▶ [EXCERPTED DATA]:
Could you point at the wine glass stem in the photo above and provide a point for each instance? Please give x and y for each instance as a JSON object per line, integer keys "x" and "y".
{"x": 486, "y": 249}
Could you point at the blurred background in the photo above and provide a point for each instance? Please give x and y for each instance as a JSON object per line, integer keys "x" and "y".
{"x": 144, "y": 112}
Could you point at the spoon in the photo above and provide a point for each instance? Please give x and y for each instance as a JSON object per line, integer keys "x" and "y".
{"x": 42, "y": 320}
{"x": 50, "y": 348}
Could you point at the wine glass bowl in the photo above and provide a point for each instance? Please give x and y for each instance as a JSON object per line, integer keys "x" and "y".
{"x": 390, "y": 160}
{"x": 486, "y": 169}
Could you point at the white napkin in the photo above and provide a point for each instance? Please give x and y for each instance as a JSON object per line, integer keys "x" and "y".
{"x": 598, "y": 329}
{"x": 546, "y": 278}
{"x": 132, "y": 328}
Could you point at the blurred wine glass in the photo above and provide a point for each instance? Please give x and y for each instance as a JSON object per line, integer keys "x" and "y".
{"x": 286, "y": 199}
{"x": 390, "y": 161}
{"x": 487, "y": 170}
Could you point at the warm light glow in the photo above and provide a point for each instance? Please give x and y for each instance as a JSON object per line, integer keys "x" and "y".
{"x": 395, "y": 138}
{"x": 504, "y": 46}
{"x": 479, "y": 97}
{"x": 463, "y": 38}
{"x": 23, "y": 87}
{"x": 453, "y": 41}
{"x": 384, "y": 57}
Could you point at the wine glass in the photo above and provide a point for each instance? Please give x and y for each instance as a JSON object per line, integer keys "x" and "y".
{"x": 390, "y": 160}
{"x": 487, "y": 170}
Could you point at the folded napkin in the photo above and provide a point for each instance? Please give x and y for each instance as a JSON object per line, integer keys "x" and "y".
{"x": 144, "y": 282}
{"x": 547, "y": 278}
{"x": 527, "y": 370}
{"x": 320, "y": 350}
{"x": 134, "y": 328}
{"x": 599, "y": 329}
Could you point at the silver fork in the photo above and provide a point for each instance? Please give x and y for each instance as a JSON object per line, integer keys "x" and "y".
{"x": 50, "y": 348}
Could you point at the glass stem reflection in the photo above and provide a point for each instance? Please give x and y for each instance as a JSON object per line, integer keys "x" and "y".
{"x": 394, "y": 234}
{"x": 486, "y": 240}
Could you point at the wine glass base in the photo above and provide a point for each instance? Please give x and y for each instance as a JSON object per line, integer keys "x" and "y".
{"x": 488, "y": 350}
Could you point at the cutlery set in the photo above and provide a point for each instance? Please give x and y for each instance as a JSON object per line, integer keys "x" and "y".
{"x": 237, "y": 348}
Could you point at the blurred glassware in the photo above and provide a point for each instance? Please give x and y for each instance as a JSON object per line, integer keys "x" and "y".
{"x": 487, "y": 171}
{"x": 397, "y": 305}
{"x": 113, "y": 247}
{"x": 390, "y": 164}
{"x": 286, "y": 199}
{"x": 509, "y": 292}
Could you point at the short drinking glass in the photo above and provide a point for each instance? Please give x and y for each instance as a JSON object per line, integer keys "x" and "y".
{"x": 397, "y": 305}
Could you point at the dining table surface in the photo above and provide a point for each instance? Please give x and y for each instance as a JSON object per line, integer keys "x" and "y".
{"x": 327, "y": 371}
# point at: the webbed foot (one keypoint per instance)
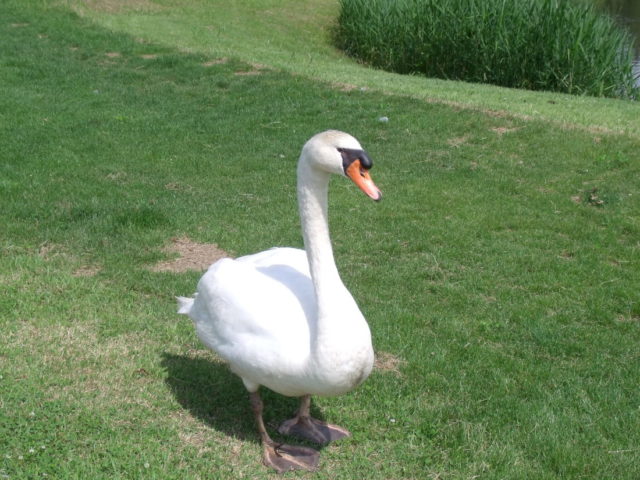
(312, 429)
(284, 458)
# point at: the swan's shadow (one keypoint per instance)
(216, 396)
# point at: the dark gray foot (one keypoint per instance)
(312, 429)
(284, 458)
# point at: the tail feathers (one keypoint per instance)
(184, 305)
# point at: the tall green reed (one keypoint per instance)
(555, 45)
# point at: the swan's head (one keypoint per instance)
(340, 153)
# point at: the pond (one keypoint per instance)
(627, 13)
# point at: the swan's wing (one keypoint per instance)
(257, 311)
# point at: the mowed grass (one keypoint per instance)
(296, 36)
(499, 274)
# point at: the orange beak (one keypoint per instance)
(362, 179)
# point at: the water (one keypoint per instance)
(627, 13)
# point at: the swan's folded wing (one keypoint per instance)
(255, 316)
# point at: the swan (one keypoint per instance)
(283, 319)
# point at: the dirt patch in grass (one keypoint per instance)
(217, 61)
(502, 130)
(86, 271)
(120, 6)
(192, 256)
(388, 362)
(458, 141)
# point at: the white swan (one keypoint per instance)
(282, 318)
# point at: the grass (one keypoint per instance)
(500, 270)
(536, 44)
(293, 36)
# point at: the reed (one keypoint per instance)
(550, 45)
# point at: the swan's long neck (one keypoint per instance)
(313, 186)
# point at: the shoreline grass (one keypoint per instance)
(500, 270)
(294, 36)
(533, 44)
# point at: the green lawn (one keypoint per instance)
(500, 274)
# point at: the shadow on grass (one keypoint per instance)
(216, 396)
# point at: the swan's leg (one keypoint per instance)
(303, 425)
(281, 457)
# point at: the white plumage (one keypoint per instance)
(282, 318)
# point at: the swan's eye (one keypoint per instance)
(350, 155)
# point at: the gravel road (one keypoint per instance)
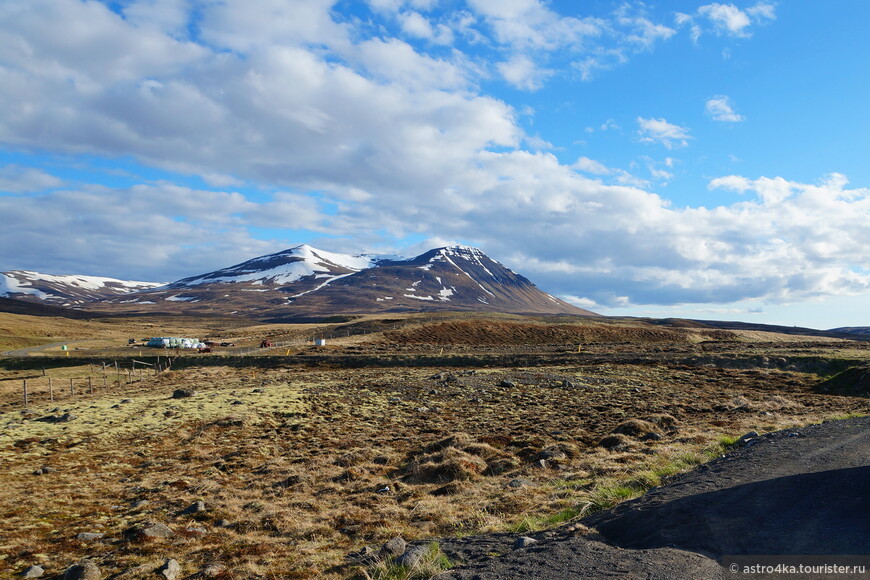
(797, 492)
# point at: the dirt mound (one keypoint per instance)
(851, 382)
(799, 492)
(457, 458)
(492, 333)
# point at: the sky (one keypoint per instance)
(664, 159)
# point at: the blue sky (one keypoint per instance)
(696, 159)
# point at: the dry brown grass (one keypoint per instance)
(300, 466)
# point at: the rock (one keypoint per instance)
(524, 542)
(554, 453)
(615, 441)
(518, 482)
(393, 548)
(195, 531)
(84, 570)
(169, 570)
(194, 508)
(412, 556)
(213, 569)
(148, 530)
(365, 556)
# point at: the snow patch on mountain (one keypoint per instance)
(23, 282)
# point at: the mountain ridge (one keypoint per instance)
(304, 281)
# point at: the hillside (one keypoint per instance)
(305, 282)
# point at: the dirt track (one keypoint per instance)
(794, 492)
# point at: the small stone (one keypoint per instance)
(412, 556)
(518, 482)
(524, 542)
(393, 548)
(84, 570)
(169, 570)
(195, 531)
(748, 439)
(148, 531)
(213, 569)
(194, 508)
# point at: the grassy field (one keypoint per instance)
(300, 463)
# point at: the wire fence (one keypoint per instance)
(101, 378)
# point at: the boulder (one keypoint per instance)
(84, 570)
(393, 548)
(169, 570)
(33, 572)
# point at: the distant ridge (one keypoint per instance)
(304, 282)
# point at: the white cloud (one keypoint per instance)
(719, 109)
(660, 131)
(591, 166)
(727, 19)
(392, 139)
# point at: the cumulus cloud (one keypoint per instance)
(719, 109)
(726, 19)
(660, 131)
(397, 143)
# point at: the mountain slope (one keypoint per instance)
(65, 290)
(304, 282)
(450, 278)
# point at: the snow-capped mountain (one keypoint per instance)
(65, 290)
(303, 282)
(287, 267)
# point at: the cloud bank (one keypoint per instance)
(305, 120)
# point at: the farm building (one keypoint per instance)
(174, 342)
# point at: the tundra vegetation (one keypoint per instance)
(281, 462)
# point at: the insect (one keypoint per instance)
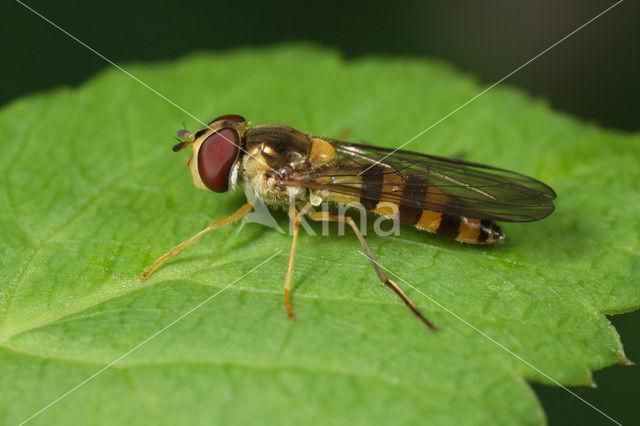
(285, 167)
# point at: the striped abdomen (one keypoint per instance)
(377, 182)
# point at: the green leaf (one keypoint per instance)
(92, 195)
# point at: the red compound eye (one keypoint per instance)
(232, 117)
(215, 158)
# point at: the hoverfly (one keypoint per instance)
(449, 197)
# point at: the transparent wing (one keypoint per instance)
(452, 186)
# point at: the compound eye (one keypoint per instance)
(231, 117)
(216, 157)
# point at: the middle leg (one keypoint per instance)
(327, 216)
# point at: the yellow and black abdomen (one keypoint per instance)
(378, 183)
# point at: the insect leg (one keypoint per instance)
(327, 216)
(239, 214)
(295, 221)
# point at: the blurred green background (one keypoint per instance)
(592, 75)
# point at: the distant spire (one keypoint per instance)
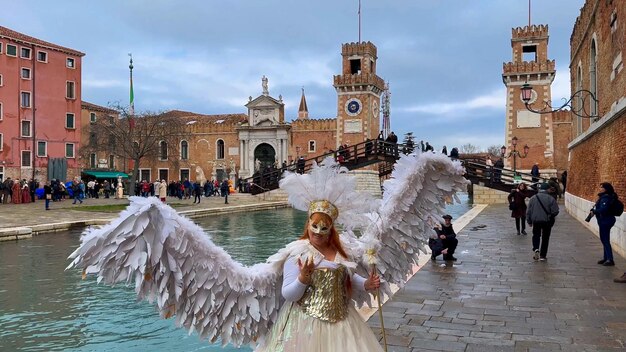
(303, 110)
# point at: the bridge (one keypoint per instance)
(384, 155)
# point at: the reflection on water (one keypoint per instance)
(44, 308)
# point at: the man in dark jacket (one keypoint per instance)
(542, 210)
(225, 190)
(446, 241)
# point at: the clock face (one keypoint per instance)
(353, 107)
(375, 110)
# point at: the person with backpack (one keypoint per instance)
(607, 207)
(540, 215)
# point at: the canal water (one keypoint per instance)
(44, 308)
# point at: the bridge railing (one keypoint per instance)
(352, 157)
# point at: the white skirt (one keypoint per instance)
(295, 331)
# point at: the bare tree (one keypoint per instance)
(469, 148)
(140, 137)
(494, 150)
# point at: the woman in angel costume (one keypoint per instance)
(303, 297)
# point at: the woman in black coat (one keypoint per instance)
(517, 204)
(606, 220)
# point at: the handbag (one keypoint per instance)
(550, 216)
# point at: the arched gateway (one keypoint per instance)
(264, 156)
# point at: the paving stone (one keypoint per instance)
(497, 298)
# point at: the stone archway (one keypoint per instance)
(266, 156)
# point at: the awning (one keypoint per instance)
(105, 174)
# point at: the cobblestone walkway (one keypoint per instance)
(497, 298)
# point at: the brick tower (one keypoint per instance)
(358, 94)
(530, 65)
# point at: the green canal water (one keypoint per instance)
(44, 308)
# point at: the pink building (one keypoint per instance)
(40, 108)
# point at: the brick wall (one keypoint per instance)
(484, 195)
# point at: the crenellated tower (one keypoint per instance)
(530, 65)
(358, 94)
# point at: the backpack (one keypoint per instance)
(616, 208)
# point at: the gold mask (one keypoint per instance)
(320, 228)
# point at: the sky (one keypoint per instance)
(442, 58)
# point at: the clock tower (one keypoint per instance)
(530, 65)
(358, 94)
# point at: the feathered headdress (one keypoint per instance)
(329, 189)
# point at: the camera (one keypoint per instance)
(590, 216)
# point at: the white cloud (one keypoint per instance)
(494, 100)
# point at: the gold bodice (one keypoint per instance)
(326, 298)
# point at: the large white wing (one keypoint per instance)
(413, 202)
(173, 262)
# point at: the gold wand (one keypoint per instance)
(380, 310)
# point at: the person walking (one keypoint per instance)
(225, 190)
(542, 210)
(162, 191)
(47, 194)
(197, 192)
(517, 205)
(534, 172)
(606, 220)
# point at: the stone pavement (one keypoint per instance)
(33, 215)
(497, 298)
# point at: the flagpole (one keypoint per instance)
(359, 21)
(131, 109)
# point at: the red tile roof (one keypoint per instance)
(23, 38)
(93, 107)
(201, 118)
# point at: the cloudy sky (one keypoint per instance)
(442, 58)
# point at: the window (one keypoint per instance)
(25, 53)
(42, 56)
(42, 148)
(593, 83)
(11, 50)
(163, 150)
(92, 160)
(26, 158)
(355, 66)
(69, 121)
(25, 73)
(184, 174)
(69, 150)
(69, 94)
(25, 99)
(529, 53)
(184, 150)
(25, 128)
(220, 149)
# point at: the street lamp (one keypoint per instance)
(514, 153)
(578, 109)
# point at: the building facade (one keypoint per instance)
(236, 145)
(545, 134)
(40, 108)
(597, 48)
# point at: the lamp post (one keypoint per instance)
(582, 96)
(514, 153)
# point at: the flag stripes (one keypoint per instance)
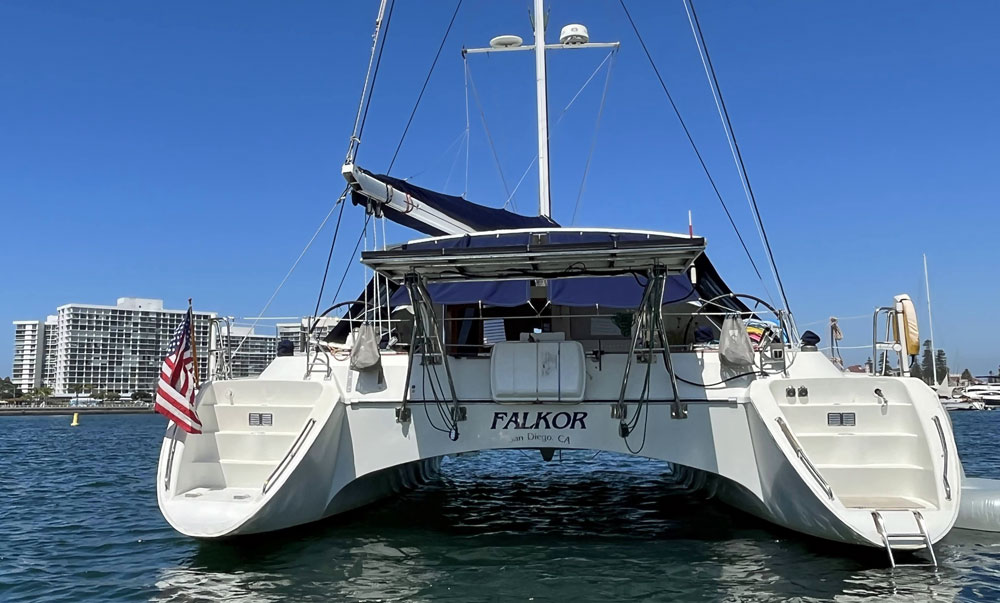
(175, 389)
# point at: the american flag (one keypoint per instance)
(175, 391)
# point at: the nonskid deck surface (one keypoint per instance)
(222, 495)
(886, 503)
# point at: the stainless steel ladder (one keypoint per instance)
(899, 538)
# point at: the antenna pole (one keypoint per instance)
(930, 322)
(541, 85)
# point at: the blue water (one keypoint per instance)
(79, 522)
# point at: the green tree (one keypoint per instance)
(941, 362)
(927, 364)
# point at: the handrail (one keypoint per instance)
(944, 448)
(170, 459)
(802, 456)
(288, 456)
(880, 528)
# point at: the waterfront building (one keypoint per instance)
(120, 348)
(51, 330)
(298, 332)
(29, 344)
(253, 351)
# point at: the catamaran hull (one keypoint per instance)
(353, 452)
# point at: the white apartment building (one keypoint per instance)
(298, 332)
(29, 346)
(121, 347)
(51, 349)
(253, 351)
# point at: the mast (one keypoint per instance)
(541, 87)
(930, 322)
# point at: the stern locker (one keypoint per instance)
(880, 460)
(543, 371)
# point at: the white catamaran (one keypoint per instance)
(503, 331)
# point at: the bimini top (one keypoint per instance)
(537, 253)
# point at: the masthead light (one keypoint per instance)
(506, 41)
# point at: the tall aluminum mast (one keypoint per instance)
(572, 36)
(541, 92)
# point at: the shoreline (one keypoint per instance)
(69, 410)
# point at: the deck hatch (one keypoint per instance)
(841, 419)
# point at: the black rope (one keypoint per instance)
(424, 87)
(690, 139)
(739, 155)
(378, 61)
(336, 231)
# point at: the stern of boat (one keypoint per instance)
(877, 452)
(256, 433)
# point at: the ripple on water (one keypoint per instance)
(79, 522)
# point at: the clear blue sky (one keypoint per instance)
(191, 149)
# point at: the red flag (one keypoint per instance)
(175, 391)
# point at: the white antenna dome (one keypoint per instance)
(507, 41)
(574, 34)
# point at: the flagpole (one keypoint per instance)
(194, 346)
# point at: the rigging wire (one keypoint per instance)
(288, 274)
(424, 87)
(356, 138)
(690, 138)
(468, 131)
(364, 228)
(733, 145)
(489, 137)
(329, 257)
(562, 114)
(593, 142)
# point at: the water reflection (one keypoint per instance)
(504, 526)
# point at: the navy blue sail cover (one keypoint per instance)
(478, 217)
(626, 292)
(505, 294)
(623, 292)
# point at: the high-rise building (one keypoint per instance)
(29, 346)
(51, 350)
(251, 352)
(120, 348)
(298, 332)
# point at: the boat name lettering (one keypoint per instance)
(539, 420)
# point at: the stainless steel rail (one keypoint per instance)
(288, 456)
(802, 456)
(944, 449)
(880, 528)
(170, 459)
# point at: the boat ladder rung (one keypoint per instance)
(899, 538)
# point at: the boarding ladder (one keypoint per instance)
(890, 539)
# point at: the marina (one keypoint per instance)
(497, 526)
(579, 380)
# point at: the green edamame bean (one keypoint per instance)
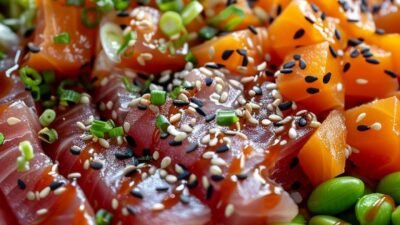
(326, 220)
(396, 216)
(390, 185)
(374, 209)
(335, 195)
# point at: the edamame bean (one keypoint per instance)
(374, 209)
(327, 220)
(390, 185)
(396, 216)
(335, 195)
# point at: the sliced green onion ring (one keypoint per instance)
(47, 117)
(48, 135)
(191, 11)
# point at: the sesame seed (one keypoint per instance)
(41, 212)
(165, 162)
(346, 67)
(376, 126)
(312, 90)
(13, 120)
(229, 210)
(363, 128)
(299, 33)
(310, 78)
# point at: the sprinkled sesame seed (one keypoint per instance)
(299, 33)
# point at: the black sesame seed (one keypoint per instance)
(286, 71)
(217, 178)
(285, 105)
(162, 188)
(209, 192)
(208, 81)
(175, 143)
(302, 122)
(200, 111)
(241, 176)
(309, 19)
(363, 128)
(333, 51)
(312, 90)
(131, 141)
(354, 42)
(192, 147)
(337, 34)
(96, 165)
(391, 73)
(289, 65)
(185, 199)
(294, 163)
(314, 7)
(355, 53)
(302, 64)
(197, 101)
(242, 52)
(226, 54)
(136, 193)
(295, 186)
(346, 67)
(379, 31)
(33, 48)
(310, 79)
(21, 184)
(55, 185)
(327, 78)
(252, 29)
(222, 149)
(372, 61)
(299, 33)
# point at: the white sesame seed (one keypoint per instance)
(229, 210)
(360, 117)
(215, 170)
(376, 126)
(13, 120)
(41, 212)
(114, 203)
(171, 179)
(165, 162)
(59, 190)
(361, 81)
(158, 207)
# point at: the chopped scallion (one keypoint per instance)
(47, 117)
(158, 97)
(226, 118)
(103, 217)
(30, 76)
(171, 24)
(62, 38)
(26, 149)
(48, 135)
(191, 11)
(162, 123)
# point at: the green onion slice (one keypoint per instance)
(158, 97)
(47, 117)
(226, 118)
(191, 11)
(30, 76)
(62, 38)
(226, 14)
(48, 135)
(162, 123)
(171, 24)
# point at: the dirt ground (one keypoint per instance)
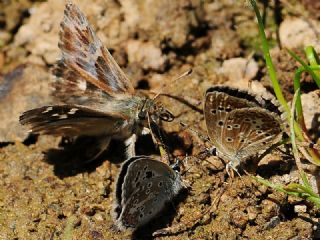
(46, 194)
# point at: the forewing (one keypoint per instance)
(141, 171)
(147, 186)
(71, 120)
(86, 66)
(249, 131)
(216, 108)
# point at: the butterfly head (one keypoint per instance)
(155, 111)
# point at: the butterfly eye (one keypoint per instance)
(142, 115)
(166, 116)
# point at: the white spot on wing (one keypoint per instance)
(82, 85)
(48, 109)
(73, 111)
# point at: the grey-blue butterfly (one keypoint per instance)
(143, 188)
(241, 124)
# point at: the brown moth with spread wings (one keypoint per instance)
(99, 100)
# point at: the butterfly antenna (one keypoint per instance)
(160, 92)
(158, 139)
(201, 136)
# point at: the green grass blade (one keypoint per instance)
(269, 63)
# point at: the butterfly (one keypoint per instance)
(99, 101)
(143, 188)
(241, 124)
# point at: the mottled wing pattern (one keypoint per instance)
(87, 71)
(71, 120)
(216, 108)
(248, 131)
(144, 186)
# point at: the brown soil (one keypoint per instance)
(45, 198)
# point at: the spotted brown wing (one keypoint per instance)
(218, 104)
(248, 131)
(71, 120)
(87, 73)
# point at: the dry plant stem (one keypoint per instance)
(182, 227)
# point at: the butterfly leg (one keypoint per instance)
(231, 168)
(102, 145)
(130, 144)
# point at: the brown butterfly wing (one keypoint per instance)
(88, 70)
(71, 120)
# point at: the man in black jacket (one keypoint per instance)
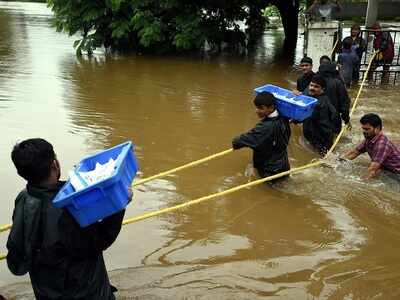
(64, 261)
(268, 139)
(319, 128)
(336, 91)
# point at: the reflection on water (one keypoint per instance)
(323, 233)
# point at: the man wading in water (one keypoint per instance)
(268, 139)
(383, 153)
(64, 261)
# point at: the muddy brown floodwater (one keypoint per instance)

▶ [INSTRUCTIONS TO FOLLOW]: Pictures are left out; print exactly the lines from the one holding "# point at: the green onion" through the last line of the listing above, both included.

▶ [ANSWER IN FULL]:
# point at: the green onion slice (one keypoint per instance)
(158, 97)
(47, 117)
(226, 118)
(191, 11)
(30, 76)
(62, 38)
(226, 14)
(48, 135)
(162, 123)
(171, 24)
# point at: the dirt ground (one keypoint per instance)
(46, 194)
# point at: the forewing (one keypoint per instance)
(141, 171)
(147, 186)
(71, 120)
(86, 66)
(249, 131)
(216, 108)
# point at: the butterfly head (one keypoint per instance)
(155, 111)
# point at: the butterfly eye (one keypoint per instance)
(142, 115)
(166, 116)
# point at: the white spot on wing (one keypoint per instance)
(82, 85)
(48, 109)
(73, 111)
# point at: the grey-blue butterfly (one keypoint per instance)
(143, 188)
(241, 124)
# point at: the brown moth with spread wings (one keypoint per instance)
(99, 100)
# point at: the butterfly antenna (one keypoint per instance)
(160, 92)
(158, 139)
(201, 136)
# point at: the green grass blade (one keypoint per instance)
(269, 63)
# point at: the butterfly (one keypoint per instance)
(99, 101)
(143, 188)
(241, 124)
# point at: the mottled wing pattern (one keypoint per instance)
(87, 71)
(71, 120)
(216, 108)
(248, 131)
(144, 186)
# point at: the brown soil (one keypoint per instance)
(45, 198)
# point at: the spotted brown wing (one keypoint per instance)
(218, 104)
(248, 131)
(71, 120)
(87, 73)
# point at: the dry plant stem (one keypoint per instance)
(182, 227)
# point at: the butterfly leg (one keypoint per instance)
(231, 168)
(102, 145)
(130, 144)
# point at: the brown butterfly wing (one keypoint per instance)
(88, 70)
(71, 120)
# point at: the man in black jacket (one keypoint per instance)
(64, 261)
(268, 139)
(319, 128)
(336, 91)
# point at: the reflection on water (one keypoint per instance)
(323, 233)
# point at: the man wading in water (one keypoint per instance)
(268, 139)
(383, 153)
(64, 261)
# point at: the muddy brown floodwater (one keypoint per instance)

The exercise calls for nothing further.